### What the task requires
Please pick out and copy every line of the material below that contains the word "jacket".

(Dataset records on object locations)
○ ○ ○ ○ ○ ○ ○

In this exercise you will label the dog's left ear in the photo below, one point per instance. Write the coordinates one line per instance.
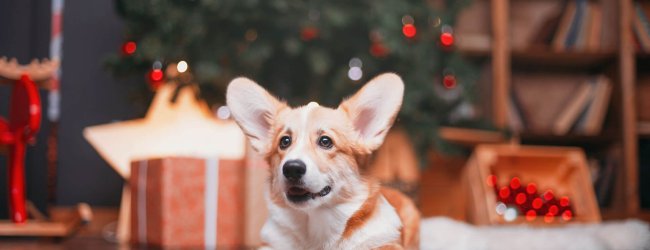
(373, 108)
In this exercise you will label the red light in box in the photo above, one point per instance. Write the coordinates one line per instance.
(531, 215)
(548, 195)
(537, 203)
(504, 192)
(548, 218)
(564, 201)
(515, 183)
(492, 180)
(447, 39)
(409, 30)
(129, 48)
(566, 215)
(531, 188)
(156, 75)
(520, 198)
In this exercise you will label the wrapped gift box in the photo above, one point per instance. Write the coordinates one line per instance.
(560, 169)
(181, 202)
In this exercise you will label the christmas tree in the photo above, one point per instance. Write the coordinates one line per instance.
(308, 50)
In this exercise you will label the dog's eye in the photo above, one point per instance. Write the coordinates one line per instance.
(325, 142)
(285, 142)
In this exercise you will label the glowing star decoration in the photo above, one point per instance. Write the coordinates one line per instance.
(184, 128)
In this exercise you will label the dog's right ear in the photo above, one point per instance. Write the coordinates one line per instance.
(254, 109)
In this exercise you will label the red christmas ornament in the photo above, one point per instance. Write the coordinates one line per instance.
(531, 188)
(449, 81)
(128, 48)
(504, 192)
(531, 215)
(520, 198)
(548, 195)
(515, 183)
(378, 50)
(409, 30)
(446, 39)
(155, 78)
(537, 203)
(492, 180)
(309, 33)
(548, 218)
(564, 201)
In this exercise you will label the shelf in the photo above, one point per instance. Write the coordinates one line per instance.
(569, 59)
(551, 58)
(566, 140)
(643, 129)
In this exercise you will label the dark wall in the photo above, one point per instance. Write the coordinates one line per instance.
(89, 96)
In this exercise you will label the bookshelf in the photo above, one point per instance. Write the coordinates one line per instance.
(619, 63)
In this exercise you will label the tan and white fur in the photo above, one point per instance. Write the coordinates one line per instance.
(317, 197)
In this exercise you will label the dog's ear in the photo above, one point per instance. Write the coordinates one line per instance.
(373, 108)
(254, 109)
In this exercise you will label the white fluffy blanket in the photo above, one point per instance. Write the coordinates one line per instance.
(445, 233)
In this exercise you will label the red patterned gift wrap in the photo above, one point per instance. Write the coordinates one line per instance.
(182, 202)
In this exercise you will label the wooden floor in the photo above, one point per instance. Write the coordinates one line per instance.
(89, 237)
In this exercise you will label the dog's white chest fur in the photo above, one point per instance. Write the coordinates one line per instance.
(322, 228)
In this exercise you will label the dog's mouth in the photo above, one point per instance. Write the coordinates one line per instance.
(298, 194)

○ ○ ○ ○ ○ ○ ○

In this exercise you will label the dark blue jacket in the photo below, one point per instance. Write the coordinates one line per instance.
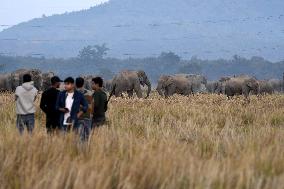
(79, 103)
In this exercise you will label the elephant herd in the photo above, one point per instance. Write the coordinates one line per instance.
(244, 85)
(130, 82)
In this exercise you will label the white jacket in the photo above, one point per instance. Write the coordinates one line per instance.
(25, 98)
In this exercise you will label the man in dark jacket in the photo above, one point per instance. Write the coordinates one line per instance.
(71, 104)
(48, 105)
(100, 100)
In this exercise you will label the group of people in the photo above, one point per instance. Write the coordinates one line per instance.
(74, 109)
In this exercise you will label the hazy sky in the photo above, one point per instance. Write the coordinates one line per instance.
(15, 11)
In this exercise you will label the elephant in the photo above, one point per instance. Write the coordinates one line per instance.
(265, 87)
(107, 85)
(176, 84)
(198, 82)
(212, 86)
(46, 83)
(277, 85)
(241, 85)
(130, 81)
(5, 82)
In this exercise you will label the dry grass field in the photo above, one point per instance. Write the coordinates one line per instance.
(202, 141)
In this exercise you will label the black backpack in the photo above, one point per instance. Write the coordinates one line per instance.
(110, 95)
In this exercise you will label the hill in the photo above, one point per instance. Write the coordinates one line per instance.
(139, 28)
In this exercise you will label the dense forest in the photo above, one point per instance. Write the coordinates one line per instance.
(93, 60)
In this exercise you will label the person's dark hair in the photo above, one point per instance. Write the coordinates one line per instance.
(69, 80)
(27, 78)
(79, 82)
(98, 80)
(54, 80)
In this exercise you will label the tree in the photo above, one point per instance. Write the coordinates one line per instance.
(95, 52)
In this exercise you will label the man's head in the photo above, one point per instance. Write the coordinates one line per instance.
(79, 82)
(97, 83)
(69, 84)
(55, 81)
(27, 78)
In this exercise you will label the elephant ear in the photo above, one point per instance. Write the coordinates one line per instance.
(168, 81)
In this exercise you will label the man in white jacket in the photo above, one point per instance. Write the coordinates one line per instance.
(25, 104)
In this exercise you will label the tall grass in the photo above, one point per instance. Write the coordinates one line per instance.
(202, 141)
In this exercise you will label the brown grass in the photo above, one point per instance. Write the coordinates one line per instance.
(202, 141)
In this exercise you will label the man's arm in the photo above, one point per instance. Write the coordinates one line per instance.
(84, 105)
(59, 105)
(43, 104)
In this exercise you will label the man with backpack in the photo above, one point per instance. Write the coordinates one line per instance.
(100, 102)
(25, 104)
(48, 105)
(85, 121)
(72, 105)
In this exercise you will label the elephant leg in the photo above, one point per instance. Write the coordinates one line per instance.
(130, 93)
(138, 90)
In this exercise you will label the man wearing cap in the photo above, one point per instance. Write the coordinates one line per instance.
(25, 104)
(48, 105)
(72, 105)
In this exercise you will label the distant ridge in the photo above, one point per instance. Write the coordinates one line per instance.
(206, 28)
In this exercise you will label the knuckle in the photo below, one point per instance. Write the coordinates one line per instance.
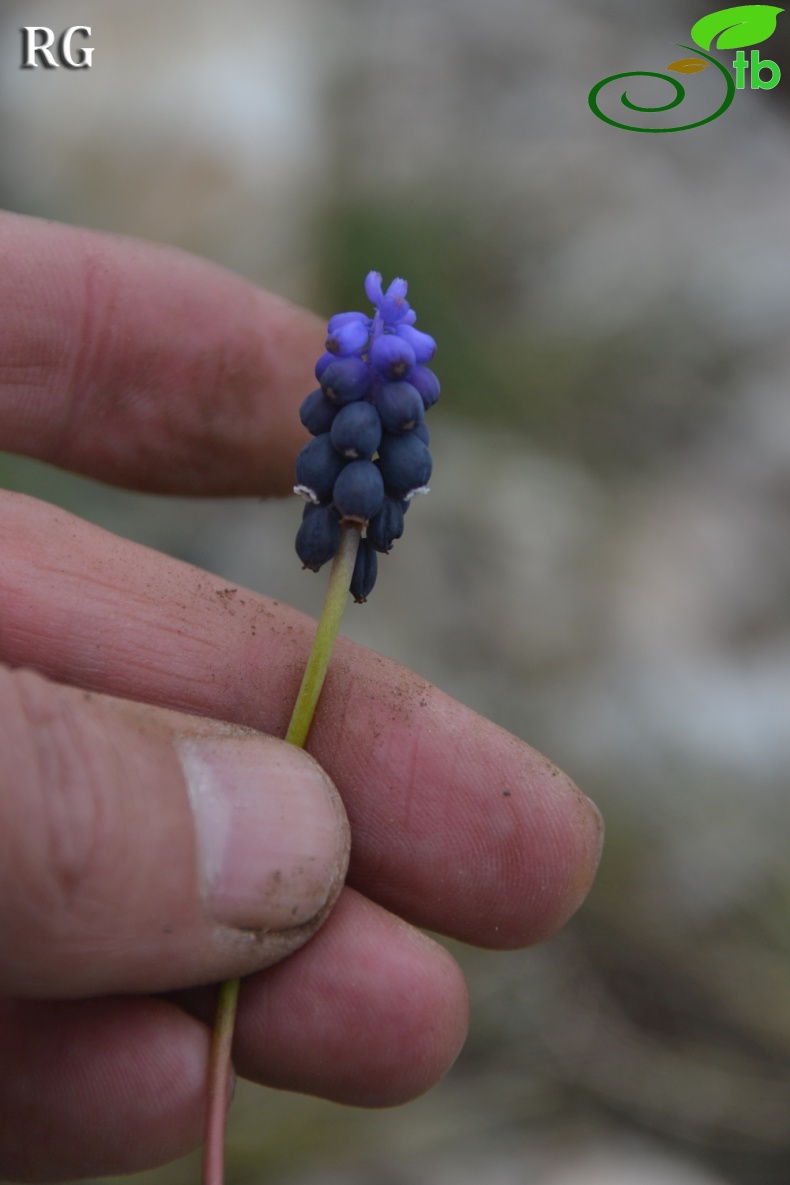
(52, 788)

○ ○ ○ ○ ○ ○ ○

### Finished task
In this exercise you will label the dark blue jacket in the photo below, one point per instance. Write the coordinates one line per instance.
In this exercise you will label the white jacket in the photo above, one point per instance. Write the coordinates one line per instance.
In this exercise you will label the man in dark jacket in the photo above, one point per instance. Write the coordinates one line per instance.
In this exercise you will label the man in white jacket in the photo above, one point per instance. Write the coordinates one line per instance.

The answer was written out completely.